# Activity:
From the first line to the last, retype everything below exactly, minus the pictures.
-- The input follows --
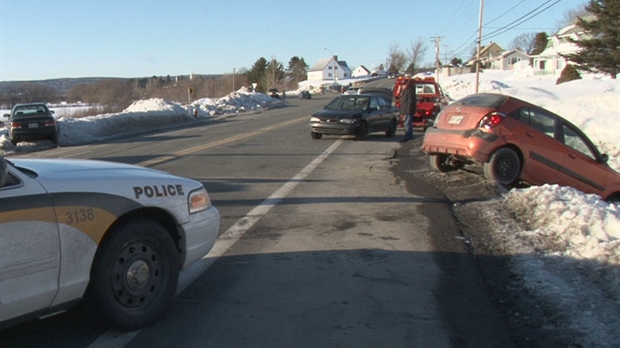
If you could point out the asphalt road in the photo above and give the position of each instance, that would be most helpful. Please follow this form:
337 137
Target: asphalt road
325 243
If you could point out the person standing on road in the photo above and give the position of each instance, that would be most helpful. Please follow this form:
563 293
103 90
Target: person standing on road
408 108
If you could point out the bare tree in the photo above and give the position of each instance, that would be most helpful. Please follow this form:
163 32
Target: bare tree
397 60
416 51
525 42
571 15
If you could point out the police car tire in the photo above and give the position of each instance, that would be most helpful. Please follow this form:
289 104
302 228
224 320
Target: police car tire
113 295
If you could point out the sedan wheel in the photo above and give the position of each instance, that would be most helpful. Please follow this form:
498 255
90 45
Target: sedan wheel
134 275
504 166
442 164
362 132
392 130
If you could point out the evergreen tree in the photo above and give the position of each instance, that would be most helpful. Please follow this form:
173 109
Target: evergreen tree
257 72
539 45
569 73
600 50
274 73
-- The input concluded --
# Solution below:
If you could point out the asphalt road in the photo above and give the position of each instance, that would be most helpful. Please follow this form:
337 137
Target: asphalt road
325 243
If you could point out the person standing on road in the photo above and give the position of each instance, that would be most helpful. Please follow this form:
563 293
103 90
Target: person standing on road
408 108
If you could point out the bare tree in the photo above and give the position of each instance, that would be most helpful. Please follow this form:
163 32
Target: bare tree
397 60
416 51
525 42
571 15
If you could point out the police car tire in the photo above and give the position of each instance, that would be most helpful. Please follow this form:
289 104
302 228
224 320
Target: police car tire
113 295
If you could point out the sedan wheel in the photo above and give the position of each instance, that would be most helpful. Please follow this form:
498 255
90 45
Target: sedan wheel
134 275
504 166
442 164
362 132
392 130
If you could point out the evergreen tree in the photo above and give the position of each instance, that would be most helpful. Please follow this form:
173 109
Target: evergreen tree
257 72
539 45
569 73
600 50
274 73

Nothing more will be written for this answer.